◆ What you will do
**a)** Copy the forum thread on detecting writing systems word for word, from "Consider an input" to "chinese, japanese, korean...)".
**b)** In the forum thread on detecting writing systems, which property in the Unicode character database is said to expose the writing system for each character?

0

Consider an input string provided by the user, containing at least one character from exactly one writing system (e.g. latin, cyrillic, greek, arabic, hebrew, chinese, japanese, korean...)

Is it possible to detect which writing system was used? Would I have to go through some Unicode decoding and then Unicode pages, or is there some function which does that for me?

Alexander
  • 19,906
  • 19
  • 75
  • 162
  • 1
    What about getting the Encoding method? – jdweng Jan 28 '19 at 15:36
  • 3
    Your best bet is to pass it to a language detection algorithm. A quick google revealed https://detectlanguage.com/ – Murray Foxcroft Jan 28 '19 at 15:37
  • @jdweng What do you mean? – Alexander Jan 28 '19 at 15:42
  • Can you give an example of input string, I am curious what you call "a char"? And yes, unicode is [solving exactly this problem](https://en.wikipedia.org/wiki/Universal_Character_Set_characters) with formalization of various writing systems into one easy to use encoding. Though I have no clue about rules, naively there are ranges, but I only speak using 2 systems (4 languages), all are [alphabetical](https://en.wikipedia.org/wiki/Writing_system). – Sinatr Jan 28 '19 at 15:48
  • 2
    The Unicode character database has a [`Script` property](https://www.unicode.org/reports/tr24/) that exposes this per character -- with some caveats, of course. This is not natively surfaced in .NET, but the UCD is quite accessible. The script data is [here](https://www.unicode.org/Public/UCD/latest/ucd/Scripts.txt). Things like Han unification can complicate things, if what you're really after is more the language than the script. – Jeroen Mostert Jan 28 '19 at 15:57
  • @Sinatr Unicode does not solve my problem. I have different fonts (effectively by just providing the font name to a 3rd party lib, so I cannot try to detect whether the font really has the character I want to render) that are not covering the full Unicode code space, and I now have to select which font to use based on the Unicode characters that should be displayed. – Alexander Jan 28 '19 at 15:59
  • See remarks on following msdn webpage. When you have a Writing System there is a culture associated with the system which includes the encoding method : https://learn.microsoft.com/en-us/dotnet/api/system.globalization.cultureinfo.getcultureinfo?view=netframework-4.7.2 – jdweng Jan 28 '19 at 16:00

2 Answers2

0

You can try to use the google API to detect the language: here

All the credits and how to use it here!

(Records from a collection)
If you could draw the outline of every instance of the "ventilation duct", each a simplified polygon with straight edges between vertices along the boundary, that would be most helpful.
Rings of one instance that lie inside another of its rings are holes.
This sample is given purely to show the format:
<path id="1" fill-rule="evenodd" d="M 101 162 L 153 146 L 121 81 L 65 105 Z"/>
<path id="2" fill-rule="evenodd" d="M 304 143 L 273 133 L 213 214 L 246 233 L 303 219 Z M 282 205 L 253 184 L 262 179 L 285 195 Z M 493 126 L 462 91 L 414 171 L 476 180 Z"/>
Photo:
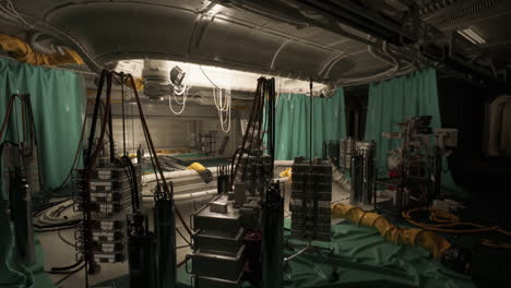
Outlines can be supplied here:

◆ Solutions to the problems
**a)**
Consider an input string provided by the user, containing at least one character from exactly one writing system (e.g. latin, cyrillic, greek, arabic, hebrew, chinese, japanese, korean...)

**b)** The Script property.